___ Data entries

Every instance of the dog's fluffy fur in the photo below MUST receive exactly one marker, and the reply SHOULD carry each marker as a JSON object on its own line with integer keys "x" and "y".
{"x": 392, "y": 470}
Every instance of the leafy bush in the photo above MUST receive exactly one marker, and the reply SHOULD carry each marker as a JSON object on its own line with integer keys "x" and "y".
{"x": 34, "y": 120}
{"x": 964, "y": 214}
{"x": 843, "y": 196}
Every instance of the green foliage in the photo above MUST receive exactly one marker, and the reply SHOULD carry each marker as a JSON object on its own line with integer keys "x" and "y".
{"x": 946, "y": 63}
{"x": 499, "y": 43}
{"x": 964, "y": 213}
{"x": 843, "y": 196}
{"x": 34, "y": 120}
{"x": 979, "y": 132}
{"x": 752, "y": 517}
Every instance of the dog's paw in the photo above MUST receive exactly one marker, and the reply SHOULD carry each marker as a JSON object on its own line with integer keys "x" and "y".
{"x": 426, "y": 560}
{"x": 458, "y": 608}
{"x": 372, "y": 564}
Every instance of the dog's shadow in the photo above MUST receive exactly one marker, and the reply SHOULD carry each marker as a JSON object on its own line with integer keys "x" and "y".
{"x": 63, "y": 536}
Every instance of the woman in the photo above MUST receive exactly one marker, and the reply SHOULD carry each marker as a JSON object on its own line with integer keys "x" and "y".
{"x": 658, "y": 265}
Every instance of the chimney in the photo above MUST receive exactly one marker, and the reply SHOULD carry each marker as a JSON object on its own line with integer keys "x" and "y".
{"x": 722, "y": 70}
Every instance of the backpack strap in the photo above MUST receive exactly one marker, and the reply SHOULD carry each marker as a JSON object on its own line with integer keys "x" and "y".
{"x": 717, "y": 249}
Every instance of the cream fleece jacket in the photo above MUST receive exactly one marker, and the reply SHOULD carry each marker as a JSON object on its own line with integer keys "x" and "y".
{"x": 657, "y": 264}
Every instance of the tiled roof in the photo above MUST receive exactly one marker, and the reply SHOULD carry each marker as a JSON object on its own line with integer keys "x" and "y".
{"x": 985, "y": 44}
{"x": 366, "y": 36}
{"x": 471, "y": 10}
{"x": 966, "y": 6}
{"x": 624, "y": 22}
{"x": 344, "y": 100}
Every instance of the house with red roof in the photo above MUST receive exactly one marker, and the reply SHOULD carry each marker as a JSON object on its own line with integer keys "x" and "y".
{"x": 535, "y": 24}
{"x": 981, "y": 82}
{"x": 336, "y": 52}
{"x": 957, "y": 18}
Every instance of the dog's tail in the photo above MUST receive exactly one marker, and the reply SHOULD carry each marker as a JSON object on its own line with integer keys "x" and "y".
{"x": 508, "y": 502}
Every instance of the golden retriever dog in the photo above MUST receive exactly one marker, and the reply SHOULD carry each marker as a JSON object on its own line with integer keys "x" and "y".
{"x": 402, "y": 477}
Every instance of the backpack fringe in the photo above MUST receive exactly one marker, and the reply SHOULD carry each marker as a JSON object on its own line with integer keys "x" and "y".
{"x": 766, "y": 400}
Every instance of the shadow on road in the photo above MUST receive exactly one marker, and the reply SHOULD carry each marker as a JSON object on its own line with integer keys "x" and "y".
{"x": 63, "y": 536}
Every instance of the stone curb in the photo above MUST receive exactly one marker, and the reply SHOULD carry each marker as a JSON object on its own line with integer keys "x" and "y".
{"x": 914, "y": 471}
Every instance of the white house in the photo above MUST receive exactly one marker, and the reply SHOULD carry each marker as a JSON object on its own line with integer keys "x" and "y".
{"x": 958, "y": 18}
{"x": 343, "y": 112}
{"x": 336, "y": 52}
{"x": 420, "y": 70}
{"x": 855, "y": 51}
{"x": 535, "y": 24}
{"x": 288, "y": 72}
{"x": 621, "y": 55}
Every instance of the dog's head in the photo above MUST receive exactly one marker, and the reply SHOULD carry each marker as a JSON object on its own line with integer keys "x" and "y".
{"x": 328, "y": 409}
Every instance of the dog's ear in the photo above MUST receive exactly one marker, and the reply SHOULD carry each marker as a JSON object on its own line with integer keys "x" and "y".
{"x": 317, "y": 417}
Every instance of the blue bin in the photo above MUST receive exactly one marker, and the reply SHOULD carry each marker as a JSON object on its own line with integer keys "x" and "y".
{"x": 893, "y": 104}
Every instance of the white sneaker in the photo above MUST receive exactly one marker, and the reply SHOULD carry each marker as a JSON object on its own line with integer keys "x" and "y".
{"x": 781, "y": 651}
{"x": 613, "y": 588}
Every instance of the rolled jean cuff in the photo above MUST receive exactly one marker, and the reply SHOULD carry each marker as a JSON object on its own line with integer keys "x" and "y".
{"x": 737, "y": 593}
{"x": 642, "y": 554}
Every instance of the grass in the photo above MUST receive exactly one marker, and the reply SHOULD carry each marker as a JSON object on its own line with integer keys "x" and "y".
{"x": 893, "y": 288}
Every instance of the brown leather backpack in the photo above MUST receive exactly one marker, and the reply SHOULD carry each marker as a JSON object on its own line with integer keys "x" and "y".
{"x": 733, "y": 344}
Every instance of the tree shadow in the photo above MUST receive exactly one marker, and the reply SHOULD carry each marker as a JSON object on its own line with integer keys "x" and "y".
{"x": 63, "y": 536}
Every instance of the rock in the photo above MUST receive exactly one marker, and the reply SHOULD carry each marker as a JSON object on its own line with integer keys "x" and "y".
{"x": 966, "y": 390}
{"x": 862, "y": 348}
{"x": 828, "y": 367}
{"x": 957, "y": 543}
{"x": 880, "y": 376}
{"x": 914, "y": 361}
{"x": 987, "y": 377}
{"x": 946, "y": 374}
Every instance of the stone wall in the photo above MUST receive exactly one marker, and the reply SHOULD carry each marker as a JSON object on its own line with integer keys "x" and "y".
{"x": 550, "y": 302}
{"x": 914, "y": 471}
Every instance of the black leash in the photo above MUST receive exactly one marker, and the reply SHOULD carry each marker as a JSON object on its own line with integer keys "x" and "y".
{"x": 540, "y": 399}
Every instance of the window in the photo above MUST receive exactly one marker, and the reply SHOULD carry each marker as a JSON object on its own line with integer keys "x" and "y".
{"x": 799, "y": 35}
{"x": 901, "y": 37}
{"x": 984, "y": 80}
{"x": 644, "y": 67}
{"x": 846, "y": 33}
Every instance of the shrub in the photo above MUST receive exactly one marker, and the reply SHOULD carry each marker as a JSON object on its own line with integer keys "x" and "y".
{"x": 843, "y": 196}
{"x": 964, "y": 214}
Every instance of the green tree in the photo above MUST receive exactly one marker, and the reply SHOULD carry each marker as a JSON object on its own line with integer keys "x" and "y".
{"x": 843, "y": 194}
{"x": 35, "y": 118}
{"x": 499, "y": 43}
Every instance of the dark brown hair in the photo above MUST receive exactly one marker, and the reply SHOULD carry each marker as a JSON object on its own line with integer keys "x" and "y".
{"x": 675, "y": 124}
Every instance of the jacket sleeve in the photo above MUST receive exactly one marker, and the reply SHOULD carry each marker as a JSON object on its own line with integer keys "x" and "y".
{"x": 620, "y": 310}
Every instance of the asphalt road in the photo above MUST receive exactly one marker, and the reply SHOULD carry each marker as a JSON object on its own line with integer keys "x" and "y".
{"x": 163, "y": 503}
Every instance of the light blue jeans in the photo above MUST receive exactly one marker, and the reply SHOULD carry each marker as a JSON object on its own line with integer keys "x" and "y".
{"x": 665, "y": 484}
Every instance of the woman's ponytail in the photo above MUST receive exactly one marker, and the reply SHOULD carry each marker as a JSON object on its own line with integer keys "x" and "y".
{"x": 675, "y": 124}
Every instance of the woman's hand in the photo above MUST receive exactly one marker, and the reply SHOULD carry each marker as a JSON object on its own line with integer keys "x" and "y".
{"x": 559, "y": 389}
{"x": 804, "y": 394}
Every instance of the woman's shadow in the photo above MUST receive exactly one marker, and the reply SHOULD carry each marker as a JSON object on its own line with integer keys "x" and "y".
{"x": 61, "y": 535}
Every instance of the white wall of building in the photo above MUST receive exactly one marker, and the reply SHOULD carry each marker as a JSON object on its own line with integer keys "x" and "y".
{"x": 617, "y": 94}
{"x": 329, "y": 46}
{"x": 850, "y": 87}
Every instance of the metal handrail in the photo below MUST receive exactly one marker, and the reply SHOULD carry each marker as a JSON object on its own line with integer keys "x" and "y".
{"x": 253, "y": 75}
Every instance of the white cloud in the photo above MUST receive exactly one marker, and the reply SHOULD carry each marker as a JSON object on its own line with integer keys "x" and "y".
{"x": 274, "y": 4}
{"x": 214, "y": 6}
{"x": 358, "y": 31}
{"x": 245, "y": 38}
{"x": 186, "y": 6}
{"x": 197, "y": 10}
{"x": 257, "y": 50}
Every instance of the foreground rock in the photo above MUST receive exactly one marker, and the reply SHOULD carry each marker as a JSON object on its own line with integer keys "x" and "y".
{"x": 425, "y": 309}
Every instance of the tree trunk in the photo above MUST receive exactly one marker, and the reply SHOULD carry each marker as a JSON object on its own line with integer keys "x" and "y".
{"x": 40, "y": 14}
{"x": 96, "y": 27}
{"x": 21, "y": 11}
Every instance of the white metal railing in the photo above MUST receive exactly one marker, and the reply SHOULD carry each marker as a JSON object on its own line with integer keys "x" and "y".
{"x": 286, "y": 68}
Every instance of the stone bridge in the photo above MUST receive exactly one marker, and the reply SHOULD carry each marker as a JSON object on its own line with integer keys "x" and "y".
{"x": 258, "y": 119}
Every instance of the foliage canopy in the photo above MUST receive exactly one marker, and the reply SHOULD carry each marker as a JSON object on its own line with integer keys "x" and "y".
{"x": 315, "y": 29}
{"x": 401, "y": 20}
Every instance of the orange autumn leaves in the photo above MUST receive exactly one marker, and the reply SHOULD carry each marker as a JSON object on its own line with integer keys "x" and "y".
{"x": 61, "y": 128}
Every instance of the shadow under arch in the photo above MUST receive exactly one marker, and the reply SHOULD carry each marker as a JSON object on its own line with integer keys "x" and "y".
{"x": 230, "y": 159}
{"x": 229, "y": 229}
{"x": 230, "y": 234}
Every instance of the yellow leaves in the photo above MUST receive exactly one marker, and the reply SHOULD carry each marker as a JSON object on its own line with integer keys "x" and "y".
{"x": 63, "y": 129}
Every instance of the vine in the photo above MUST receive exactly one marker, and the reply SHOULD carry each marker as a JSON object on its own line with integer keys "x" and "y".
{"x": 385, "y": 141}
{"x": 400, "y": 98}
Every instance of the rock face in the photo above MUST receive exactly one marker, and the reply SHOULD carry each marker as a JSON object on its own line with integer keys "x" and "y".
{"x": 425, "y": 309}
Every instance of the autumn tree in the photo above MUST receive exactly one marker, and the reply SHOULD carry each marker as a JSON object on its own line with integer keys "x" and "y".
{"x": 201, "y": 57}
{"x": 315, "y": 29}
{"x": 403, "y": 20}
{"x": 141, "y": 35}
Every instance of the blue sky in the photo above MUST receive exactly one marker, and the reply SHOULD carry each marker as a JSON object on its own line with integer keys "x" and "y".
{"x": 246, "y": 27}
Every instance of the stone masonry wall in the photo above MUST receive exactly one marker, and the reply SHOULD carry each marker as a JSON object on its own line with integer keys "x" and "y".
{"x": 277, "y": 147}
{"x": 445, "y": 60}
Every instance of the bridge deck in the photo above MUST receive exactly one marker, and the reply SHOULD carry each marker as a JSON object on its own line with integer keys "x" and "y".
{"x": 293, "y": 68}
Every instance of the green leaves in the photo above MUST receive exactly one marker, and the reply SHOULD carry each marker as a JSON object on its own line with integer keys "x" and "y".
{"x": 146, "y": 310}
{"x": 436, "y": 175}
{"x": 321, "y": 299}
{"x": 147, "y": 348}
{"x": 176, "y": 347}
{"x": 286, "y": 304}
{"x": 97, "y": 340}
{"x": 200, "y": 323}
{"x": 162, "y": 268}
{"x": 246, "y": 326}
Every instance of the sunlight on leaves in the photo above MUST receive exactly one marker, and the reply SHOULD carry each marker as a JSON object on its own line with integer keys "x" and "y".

______

The request
Output exactly the lines between the one containing "Every instance of the green leaves" and the final line above, both inclusive.

Result of this exercise
Every instance of the green leaves in the photo above MUST receive exactly one marker, and the reply SHOULD carry each marker as a JSON object on its own line with integer keys "x" and "y".
{"x": 146, "y": 310}
{"x": 436, "y": 175}
{"x": 321, "y": 299}
{"x": 147, "y": 348}
{"x": 176, "y": 347}
{"x": 286, "y": 304}
{"x": 97, "y": 340}
{"x": 200, "y": 323}
{"x": 162, "y": 268}
{"x": 246, "y": 326}
Every instance of the sunlight on leaves in the photo above MUST receive exactly one marker, and the reply SHOULD carry each marker as a JSON object on its own line with integer keys "x" and "y".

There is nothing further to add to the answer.